PROBLEM REQUIREMENTS: Below are the records; extract from them the line containing "column 226, row 67" to the line containing "column 170, row 348", both lines included, exactly and with no pictures.

THE DATA:

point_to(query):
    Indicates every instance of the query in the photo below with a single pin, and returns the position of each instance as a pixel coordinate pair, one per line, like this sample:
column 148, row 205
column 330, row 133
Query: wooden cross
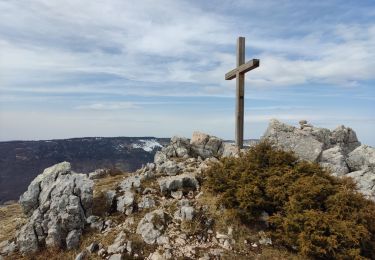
column 239, row 74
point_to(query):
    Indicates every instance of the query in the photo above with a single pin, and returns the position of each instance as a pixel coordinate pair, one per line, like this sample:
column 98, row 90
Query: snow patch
column 147, row 145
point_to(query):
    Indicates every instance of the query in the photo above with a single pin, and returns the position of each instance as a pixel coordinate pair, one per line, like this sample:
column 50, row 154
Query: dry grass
column 225, row 218
column 11, row 219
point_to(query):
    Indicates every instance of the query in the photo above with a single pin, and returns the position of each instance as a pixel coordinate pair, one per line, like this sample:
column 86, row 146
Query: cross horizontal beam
column 254, row 63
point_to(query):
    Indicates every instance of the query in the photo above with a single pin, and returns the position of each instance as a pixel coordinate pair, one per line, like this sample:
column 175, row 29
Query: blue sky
column 156, row 68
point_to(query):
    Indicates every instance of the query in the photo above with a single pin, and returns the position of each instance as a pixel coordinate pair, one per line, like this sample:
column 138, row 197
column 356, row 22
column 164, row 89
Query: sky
column 156, row 68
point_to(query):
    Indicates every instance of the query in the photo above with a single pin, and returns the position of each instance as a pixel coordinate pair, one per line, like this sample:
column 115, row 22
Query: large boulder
column 58, row 201
column 334, row 160
column 125, row 203
column 345, row 137
column 365, row 180
column 206, row 146
column 186, row 181
column 361, row 158
column 300, row 141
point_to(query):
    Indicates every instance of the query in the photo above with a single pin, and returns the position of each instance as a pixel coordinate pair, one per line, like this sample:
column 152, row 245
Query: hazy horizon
column 146, row 68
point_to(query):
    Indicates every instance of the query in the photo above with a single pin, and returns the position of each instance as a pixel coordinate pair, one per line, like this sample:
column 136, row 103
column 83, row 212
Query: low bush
column 311, row 212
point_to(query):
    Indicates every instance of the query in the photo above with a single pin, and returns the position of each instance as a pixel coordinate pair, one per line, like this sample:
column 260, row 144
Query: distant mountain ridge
column 21, row 161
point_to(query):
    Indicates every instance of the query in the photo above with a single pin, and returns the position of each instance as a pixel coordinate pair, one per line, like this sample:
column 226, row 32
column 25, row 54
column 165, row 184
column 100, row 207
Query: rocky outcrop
column 152, row 226
column 184, row 181
column 338, row 150
column 57, row 203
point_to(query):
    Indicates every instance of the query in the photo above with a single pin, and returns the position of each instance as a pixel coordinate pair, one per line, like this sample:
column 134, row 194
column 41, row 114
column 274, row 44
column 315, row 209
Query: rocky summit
column 338, row 150
column 161, row 211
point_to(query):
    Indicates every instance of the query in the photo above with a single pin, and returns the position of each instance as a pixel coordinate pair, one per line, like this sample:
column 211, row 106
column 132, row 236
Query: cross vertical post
column 240, row 91
column 239, row 74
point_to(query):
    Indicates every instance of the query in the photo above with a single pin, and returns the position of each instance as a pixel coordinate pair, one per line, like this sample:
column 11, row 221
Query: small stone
column 93, row 247
column 83, row 255
column 129, row 246
column 149, row 191
column 264, row 240
column 146, row 203
column 177, row 194
column 102, row 252
column 125, row 202
column 95, row 222
column 116, row 257
column 72, row 239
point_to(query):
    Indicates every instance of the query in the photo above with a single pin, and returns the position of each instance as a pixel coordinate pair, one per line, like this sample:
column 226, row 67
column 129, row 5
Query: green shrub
column 318, row 215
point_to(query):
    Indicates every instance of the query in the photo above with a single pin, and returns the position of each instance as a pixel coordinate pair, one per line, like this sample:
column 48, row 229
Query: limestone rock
column 72, row 239
column 57, row 203
column 334, row 160
column 7, row 247
column 206, row 146
column 116, row 257
column 98, row 174
column 230, row 150
column 290, row 138
column 27, row 239
column 185, row 213
column 173, row 183
column 181, row 146
column 345, row 137
column 152, row 226
column 169, row 167
column 119, row 245
column 160, row 158
column 146, row 202
column 83, row 255
column 95, row 222
column 365, row 180
column 110, row 199
column 125, row 203
column 131, row 182
column 361, row 158
column 93, row 247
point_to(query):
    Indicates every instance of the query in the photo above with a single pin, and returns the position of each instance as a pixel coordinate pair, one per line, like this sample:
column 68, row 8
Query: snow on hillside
column 147, row 145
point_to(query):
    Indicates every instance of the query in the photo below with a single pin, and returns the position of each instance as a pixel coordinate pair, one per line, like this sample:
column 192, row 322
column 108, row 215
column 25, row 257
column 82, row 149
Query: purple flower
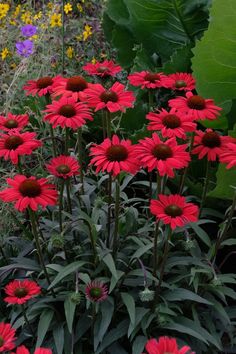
column 28, row 30
column 25, row 48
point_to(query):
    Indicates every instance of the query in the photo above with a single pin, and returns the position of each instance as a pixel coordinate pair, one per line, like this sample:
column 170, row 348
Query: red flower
column 63, row 166
column 165, row 345
column 145, row 79
column 23, row 350
column 13, row 121
column 29, row 192
column 195, row 106
column 182, row 82
column 114, row 99
column 20, row 291
column 210, row 144
column 162, row 155
column 114, row 155
column 41, row 87
column 106, row 68
column 170, row 123
column 228, row 155
column 7, row 337
column 70, row 87
column 174, row 210
column 96, row 291
column 15, row 144
column 67, row 112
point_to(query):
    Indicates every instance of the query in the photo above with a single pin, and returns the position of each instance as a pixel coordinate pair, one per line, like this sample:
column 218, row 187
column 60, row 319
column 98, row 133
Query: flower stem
column 117, row 210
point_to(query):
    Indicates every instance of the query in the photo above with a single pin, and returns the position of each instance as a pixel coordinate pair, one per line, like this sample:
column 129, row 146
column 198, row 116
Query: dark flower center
column 211, row 140
column 67, row 111
column 117, row 153
column 76, row 84
column 108, row 95
column 63, row 169
column 180, row 83
column 173, row 210
column 11, row 123
column 95, row 293
column 1, row 341
column 151, row 77
column 30, row 188
column 21, row 292
column 44, row 82
column 171, row 121
column 13, row 142
column 162, row 151
column 196, row 102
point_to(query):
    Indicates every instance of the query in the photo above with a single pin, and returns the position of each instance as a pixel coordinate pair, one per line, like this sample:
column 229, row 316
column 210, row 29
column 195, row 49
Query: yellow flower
column 4, row 8
column 87, row 32
column 4, row 53
column 55, row 20
column 67, row 8
column 70, row 52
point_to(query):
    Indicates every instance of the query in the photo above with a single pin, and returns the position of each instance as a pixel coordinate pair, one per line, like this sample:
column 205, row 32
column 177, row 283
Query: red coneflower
column 41, row 87
column 7, row 337
column 105, row 68
column 146, row 79
column 20, row 291
column 23, row 350
column 228, row 155
column 182, row 82
column 114, row 99
column 67, row 112
column 174, row 210
column 210, row 144
column 195, row 106
column 96, row 291
column 170, row 123
column 63, row 166
column 69, row 87
column 165, row 156
column 15, row 144
column 13, row 121
column 29, row 192
column 114, row 155
column 165, row 345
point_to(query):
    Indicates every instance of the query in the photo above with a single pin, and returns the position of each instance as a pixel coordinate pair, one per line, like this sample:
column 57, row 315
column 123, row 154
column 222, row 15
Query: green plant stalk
column 225, row 228
column 205, row 187
column 117, row 210
column 80, row 159
column 37, row 242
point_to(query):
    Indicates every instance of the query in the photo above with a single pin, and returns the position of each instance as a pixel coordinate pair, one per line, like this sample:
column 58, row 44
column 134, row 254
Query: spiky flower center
column 173, row 210
column 67, row 111
column 109, row 95
column 117, row 153
column 171, row 121
column 21, row 292
column 76, row 84
column 96, row 292
column 1, row 341
column 44, row 82
column 211, row 139
column 30, row 188
column 152, row 77
column 162, row 151
column 11, row 124
column 13, row 142
column 180, row 83
column 63, row 169
column 196, row 102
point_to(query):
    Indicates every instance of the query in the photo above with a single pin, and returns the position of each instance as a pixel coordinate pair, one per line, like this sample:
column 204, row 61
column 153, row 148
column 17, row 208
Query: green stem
column 205, row 187
column 117, row 210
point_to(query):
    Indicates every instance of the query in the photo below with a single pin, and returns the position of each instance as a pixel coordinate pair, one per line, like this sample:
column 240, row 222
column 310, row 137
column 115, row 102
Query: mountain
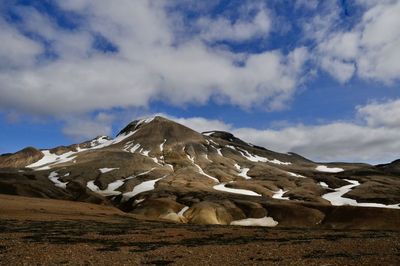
column 156, row 168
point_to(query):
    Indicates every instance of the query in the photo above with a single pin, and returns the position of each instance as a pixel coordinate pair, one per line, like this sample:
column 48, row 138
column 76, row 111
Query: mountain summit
column 160, row 169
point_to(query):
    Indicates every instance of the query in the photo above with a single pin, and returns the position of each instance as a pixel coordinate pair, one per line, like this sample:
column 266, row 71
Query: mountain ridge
column 163, row 170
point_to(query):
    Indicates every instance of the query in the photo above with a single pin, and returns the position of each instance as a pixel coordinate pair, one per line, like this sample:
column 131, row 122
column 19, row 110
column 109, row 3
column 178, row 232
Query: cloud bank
column 373, row 136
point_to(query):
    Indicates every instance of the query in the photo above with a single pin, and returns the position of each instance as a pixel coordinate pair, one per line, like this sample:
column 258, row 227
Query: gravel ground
column 135, row 242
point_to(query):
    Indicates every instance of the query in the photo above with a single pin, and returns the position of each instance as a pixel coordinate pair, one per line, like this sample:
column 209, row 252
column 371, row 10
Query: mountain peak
column 134, row 125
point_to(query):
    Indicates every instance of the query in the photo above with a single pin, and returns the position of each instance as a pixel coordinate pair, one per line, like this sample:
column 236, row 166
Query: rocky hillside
column 160, row 169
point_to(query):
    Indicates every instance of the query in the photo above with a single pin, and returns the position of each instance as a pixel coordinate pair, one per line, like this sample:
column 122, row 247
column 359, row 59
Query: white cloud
column 150, row 64
column 381, row 114
column 16, row 49
column 84, row 128
column 244, row 28
column 375, row 139
column 369, row 49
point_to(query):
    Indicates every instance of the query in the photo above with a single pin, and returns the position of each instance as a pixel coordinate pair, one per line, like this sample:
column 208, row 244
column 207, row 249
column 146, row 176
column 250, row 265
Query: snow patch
column 279, row 195
column 243, row 171
column 257, row 158
column 162, row 145
column 109, row 191
column 142, row 187
column 324, row 168
column 296, row 175
column 53, row 176
column 324, row 185
column 336, row 198
column 106, row 170
column 51, row 159
column 223, row 188
column 181, row 212
column 265, row 221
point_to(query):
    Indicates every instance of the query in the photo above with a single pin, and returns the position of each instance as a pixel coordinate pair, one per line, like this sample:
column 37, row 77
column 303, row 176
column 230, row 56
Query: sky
column 319, row 78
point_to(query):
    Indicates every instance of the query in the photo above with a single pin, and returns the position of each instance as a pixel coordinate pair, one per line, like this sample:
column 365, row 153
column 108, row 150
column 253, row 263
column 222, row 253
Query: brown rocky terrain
column 159, row 169
column 36, row 231
column 163, row 194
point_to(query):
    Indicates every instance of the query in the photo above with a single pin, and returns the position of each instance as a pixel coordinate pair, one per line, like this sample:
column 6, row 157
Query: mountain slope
column 163, row 170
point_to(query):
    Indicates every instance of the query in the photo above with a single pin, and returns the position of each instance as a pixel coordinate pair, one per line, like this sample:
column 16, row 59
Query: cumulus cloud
column 16, row 50
column 244, row 28
column 375, row 139
column 149, row 62
column 369, row 49
column 84, row 128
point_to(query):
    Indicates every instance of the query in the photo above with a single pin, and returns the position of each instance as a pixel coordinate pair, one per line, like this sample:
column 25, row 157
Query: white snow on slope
column 53, row 176
column 181, row 212
column 106, row 170
column 296, row 175
column 243, row 171
column 324, row 185
column 207, row 175
column 336, row 198
column 265, row 221
column 223, row 188
column 200, row 170
column 51, row 159
column 144, row 173
column 142, row 187
column 162, row 145
column 279, row 195
column 109, row 191
column 324, row 168
column 257, row 158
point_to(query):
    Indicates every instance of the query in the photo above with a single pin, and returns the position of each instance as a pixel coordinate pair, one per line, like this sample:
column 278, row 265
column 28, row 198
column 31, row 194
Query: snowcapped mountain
column 160, row 169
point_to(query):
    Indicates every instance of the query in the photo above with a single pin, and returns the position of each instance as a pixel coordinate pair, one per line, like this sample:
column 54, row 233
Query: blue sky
column 320, row 78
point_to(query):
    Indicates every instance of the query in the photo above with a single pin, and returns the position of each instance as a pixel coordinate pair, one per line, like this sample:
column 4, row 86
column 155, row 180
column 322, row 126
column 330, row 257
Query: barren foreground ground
column 48, row 232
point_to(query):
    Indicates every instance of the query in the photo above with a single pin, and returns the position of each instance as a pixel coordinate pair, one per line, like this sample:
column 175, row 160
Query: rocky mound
column 160, row 169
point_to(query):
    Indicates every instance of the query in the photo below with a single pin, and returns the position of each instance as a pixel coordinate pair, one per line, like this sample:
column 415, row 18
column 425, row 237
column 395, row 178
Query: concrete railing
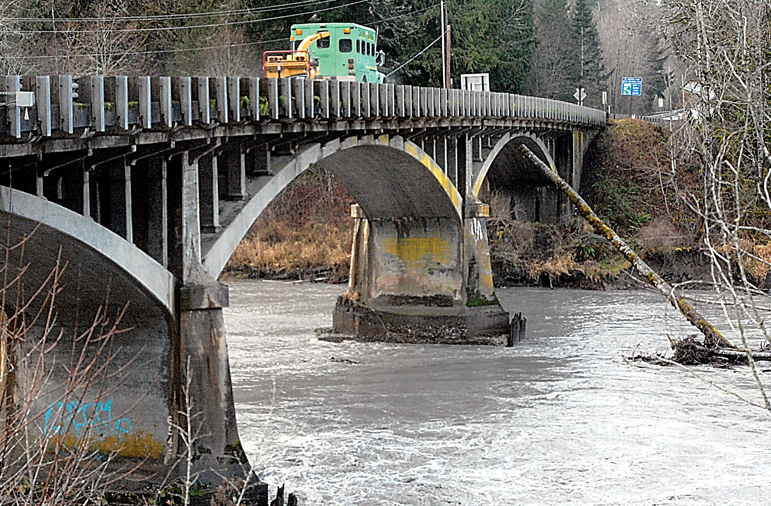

ANSWER TO THE EXERCISE:
column 226, row 67
column 129, row 5
Query: green shrub
column 318, row 215
point_to(query):
    Indicates every instance of the query in the photo above with a single pin, and returns the position of each instance as a pixel coordinate pair, one per line, like this sample:
column 48, row 229
Query: limestone rock
column 72, row 239
column 57, row 203
column 334, row 160
column 7, row 247
column 206, row 146
column 116, row 257
column 98, row 174
column 230, row 150
column 290, row 138
column 27, row 239
column 185, row 213
column 173, row 183
column 181, row 146
column 345, row 137
column 152, row 226
column 169, row 167
column 119, row 245
column 160, row 158
column 146, row 202
column 83, row 255
column 95, row 222
column 365, row 180
column 110, row 199
column 125, row 203
column 131, row 182
column 361, row 158
column 93, row 247
point_to(query):
    Indicates every instance of the query in the photo above with a single pin, and returns the position of each instance as a pixel coordinate pair, one per line, like this sample:
column 68, row 8
Query: snow on hillside
column 147, row 145
point_to(query):
    Indicates every instance of the query in the photo below with a single pin, and returns the position of each instance as a pixel coordinate pair, one per line, like this sample:
column 192, row 322
column 108, row 215
column 25, row 257
column 82, row 149
Query: purple flower
column 28, row 30
column 25, row 48
point_to(query):
    Indicates every instance of the query in the photo above with a single pin, and returns the position of each instance as a pixel coordinate pair, one per line, like this sample:
column 170, row 348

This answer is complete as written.